++++ Document extract ++++

The Condition of Music is the first offering in modern Chinese literature from Vernon Press, an independent scholarly publisher in Delaware. It joins Pengfei Wang’s 2019 book Metaphysical and Mid-Tang Poetry: A Baroque Comparison, another comparative Anglo-Chinese volume drawn from a recent dissertation. In an era during which COVID-19 is disrupting publishing budgets at established presses, it is extremely welcome to see publishers add material in Chinese literature to their offerings. Small hiccups in prose aside, these books are extremely well made, and are most laudable for providing original Chinese for all translations. Parallel Chinese should be a field standard, but isn’t always, especially in the case of comparative work. Where The Condition of Music is concerned, the consistent presence of original Chinese allows readers to think seriously about Shao’s translations into Chinese as well as Tian Jin’s translations of Shao’s poetry into English. The presence of Chinese texts defuses any infelicities in the extremely challenging translation of metrical and rhymed poetry; it improves the manuscript greatly.

++++

> What to produce
According to the book review, what are the Vernon Press books most laudable for?

++++ Extracted material ++++

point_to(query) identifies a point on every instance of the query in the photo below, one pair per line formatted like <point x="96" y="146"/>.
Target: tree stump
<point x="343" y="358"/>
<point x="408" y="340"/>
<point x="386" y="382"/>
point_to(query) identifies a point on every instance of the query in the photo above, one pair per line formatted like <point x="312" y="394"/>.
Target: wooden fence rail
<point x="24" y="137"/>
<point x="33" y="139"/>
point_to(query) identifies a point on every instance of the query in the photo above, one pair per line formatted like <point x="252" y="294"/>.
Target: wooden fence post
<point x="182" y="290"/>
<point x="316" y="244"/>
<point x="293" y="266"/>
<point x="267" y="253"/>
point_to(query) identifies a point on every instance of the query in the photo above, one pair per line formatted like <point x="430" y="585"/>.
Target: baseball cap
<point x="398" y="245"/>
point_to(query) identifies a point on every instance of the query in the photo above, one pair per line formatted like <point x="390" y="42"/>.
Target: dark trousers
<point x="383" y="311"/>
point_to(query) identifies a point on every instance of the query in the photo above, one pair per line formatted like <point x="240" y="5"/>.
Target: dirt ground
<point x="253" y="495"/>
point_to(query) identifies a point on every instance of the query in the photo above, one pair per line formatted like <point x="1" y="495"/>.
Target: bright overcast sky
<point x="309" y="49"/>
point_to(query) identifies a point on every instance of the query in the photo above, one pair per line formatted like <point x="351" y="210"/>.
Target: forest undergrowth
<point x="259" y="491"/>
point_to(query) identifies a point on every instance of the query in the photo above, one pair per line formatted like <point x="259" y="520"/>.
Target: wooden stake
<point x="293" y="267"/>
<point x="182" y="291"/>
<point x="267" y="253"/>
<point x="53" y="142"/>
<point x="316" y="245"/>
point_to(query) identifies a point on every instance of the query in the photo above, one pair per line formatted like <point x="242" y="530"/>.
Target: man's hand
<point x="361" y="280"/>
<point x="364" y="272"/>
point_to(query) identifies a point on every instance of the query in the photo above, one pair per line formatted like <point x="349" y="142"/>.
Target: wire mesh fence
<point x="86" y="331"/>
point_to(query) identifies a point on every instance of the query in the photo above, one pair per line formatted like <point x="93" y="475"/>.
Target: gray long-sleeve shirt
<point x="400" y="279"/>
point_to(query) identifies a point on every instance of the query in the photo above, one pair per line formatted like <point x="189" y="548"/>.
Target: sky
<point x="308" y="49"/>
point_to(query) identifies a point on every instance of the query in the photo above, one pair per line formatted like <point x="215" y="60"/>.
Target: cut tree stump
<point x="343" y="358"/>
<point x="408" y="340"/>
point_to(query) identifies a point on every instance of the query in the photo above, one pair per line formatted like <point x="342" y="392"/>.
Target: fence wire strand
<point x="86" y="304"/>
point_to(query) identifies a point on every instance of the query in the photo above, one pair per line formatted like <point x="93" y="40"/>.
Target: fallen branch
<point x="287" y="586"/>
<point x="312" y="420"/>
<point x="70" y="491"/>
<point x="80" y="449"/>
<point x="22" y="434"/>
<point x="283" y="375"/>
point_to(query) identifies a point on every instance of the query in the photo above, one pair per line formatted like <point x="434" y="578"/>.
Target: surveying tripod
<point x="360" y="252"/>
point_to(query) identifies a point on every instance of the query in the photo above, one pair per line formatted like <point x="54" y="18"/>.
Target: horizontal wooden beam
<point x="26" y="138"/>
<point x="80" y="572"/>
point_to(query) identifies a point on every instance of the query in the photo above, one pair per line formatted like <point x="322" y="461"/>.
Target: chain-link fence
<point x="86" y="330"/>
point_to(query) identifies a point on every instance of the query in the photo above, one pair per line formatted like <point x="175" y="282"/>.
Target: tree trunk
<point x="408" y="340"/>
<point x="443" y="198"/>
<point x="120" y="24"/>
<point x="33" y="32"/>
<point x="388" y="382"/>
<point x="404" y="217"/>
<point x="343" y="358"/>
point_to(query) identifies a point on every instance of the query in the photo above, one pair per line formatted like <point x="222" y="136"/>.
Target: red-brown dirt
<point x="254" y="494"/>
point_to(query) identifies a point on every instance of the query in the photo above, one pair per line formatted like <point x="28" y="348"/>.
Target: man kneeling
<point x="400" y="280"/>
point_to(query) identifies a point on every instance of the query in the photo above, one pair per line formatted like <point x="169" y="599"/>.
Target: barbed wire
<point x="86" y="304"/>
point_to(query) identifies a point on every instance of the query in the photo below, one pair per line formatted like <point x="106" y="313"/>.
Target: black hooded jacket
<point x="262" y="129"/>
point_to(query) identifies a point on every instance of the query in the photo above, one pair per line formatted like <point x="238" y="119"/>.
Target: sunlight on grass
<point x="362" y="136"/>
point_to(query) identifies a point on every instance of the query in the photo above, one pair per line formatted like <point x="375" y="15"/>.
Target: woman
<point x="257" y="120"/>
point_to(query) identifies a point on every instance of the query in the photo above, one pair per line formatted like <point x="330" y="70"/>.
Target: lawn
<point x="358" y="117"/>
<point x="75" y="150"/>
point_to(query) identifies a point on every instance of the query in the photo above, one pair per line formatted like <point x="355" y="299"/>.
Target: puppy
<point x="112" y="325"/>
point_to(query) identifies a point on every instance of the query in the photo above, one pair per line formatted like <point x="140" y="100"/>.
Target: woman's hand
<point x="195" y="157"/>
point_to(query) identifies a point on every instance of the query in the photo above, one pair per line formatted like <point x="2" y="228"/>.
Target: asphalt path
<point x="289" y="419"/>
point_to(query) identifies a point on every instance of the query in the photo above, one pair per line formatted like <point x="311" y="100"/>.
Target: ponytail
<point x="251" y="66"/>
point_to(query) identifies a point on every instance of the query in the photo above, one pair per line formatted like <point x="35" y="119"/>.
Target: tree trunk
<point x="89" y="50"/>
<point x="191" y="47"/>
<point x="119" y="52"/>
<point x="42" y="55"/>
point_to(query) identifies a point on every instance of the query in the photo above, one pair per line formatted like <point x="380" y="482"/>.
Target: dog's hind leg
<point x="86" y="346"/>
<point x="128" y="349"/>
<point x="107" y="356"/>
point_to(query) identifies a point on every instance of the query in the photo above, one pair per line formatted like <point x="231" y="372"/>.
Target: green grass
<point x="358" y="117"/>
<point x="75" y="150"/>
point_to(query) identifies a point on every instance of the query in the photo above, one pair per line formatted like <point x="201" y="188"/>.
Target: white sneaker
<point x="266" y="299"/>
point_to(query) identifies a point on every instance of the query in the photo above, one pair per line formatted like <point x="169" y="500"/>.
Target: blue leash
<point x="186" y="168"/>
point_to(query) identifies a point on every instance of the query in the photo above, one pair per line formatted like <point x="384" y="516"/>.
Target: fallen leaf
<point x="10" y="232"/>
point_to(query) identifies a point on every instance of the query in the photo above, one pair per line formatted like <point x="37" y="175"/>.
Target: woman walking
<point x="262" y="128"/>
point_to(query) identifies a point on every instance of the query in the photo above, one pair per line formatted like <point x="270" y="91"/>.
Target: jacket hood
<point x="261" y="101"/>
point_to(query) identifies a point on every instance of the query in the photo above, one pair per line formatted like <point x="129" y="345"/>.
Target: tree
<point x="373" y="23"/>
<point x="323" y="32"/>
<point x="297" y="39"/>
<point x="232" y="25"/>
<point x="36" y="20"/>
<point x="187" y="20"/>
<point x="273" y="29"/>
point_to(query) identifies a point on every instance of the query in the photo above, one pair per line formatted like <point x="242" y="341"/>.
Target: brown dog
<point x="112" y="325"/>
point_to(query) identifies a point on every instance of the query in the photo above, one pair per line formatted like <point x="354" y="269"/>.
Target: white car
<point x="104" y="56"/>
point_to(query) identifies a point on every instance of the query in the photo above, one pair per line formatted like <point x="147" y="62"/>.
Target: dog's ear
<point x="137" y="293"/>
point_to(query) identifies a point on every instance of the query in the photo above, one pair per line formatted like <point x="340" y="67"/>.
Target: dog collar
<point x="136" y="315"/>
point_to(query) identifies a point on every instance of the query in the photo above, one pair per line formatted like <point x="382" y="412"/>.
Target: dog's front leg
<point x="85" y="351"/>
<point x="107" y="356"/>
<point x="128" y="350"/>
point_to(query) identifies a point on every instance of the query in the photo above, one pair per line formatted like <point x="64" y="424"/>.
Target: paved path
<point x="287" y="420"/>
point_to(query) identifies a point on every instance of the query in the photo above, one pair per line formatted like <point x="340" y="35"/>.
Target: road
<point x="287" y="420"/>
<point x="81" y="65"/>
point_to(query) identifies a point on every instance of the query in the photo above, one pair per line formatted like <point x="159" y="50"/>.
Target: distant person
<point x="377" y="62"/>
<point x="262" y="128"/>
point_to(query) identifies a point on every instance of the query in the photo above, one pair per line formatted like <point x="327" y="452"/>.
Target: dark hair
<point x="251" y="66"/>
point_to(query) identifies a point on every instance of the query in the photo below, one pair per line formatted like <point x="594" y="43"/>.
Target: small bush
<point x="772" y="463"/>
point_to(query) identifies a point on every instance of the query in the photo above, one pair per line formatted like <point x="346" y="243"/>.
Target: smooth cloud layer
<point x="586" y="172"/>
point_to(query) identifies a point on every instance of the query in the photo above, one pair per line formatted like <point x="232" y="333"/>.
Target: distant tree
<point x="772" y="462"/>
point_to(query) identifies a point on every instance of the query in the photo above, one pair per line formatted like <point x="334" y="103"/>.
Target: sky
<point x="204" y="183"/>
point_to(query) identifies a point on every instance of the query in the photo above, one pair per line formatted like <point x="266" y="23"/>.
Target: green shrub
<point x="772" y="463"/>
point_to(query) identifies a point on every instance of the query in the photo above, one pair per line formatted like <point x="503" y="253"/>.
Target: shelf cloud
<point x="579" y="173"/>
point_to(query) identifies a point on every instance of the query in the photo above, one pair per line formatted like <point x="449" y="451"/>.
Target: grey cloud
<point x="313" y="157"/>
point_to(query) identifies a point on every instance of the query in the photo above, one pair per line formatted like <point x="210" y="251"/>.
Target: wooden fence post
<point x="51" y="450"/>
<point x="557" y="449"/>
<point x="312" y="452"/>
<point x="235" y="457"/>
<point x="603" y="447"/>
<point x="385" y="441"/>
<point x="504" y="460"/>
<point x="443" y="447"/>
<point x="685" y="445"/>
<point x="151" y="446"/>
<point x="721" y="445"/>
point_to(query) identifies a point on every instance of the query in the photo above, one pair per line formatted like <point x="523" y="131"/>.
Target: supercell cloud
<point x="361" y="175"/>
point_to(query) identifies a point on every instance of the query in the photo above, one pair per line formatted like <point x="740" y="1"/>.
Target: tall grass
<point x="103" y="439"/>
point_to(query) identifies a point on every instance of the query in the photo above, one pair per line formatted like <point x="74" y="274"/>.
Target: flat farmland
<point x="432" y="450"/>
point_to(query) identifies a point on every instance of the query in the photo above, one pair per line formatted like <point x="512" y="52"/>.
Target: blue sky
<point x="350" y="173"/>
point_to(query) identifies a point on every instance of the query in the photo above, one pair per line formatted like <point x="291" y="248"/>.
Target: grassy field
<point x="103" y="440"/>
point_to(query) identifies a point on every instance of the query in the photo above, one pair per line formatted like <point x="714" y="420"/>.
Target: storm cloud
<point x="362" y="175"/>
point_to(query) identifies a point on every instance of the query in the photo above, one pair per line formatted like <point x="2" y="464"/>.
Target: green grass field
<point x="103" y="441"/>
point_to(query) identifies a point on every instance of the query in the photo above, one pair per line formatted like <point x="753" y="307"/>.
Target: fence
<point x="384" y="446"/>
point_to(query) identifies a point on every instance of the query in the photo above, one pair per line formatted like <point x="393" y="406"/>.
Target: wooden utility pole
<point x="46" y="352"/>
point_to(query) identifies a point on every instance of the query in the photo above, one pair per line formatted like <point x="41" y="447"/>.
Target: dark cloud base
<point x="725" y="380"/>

++++

> Finished task
They are most laudable for providing original Chinese for all translations.